Thematic analysis techniques described by Braun and Clarke (2006) were used to code the publications. Coding involved reading and re-reading each publication and categorizing the text into emergent categories. Initially, each member individually read the publication and made notes about their initial impressions of the themes identified in the publication. After this first round of analysis, the team met together to collectively discuss and code themes as nodes within NVivo12 (Melbourne, Victoria, AUSTRALIA), which was used as a data management tool. Each researcher re-read each publication and coded them according to the themes that had been collectively established to guide the selection process.
Findings
A total of 27 studies were included in the review (summarized in Table 1). The included studies were published between 2005 and 2023 in the United States (Bellew, 2005; Calton & Cattaneo, 2014; Cerulli et al., 2011; Crowe & Murray, 2015; Gilroy et al., 2015; Grossman, 2018; Logan & Cole, 2007; Logan et al., 2006; Nichols-Hadeed et al., 2012; Rizo et al., 2018), Australia (De Simone & Heward-Belle, 2020; Death et al., 2019; Douglas, 2018; Fitz-Gibbon et al., 2019; Jeffries et al., 2016; Roberts et al., 2015), Spain (Fariña et al., 2014; Regueira-Diéguez et al., 2015), United Kingdom (Hean et al., 2010), Iran (Rahnavardi et al., 2017) and Italy (Feresin, 2020). Most of the studies came from United States and Australia.
Summary of Included Studies.

# DATASET EXTRACT

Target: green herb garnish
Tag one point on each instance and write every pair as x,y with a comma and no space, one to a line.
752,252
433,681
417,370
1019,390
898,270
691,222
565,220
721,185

# ASSIGNMENT
Decide whether each statement agrees with the review passage, answering yes or no and quoting the words of the passage that settle it: (a) The team met to discuss themes before anyone read the publications individually. (b) NVivo12 served as a data management tool. (c) Most of the included studies came from Spain and Italy. The listing above is separate material and does not relate to the review passage.

# YOUR SOLUTION
(a) No: "Initially, each member individually read the publication and made notes about their initial impressions of the themes identified in the publication. After this first round of analysis, the team met together"
(b) Yes: "which was used as a data management tool"
(c) No: "Most of the studies came from United States and Australia."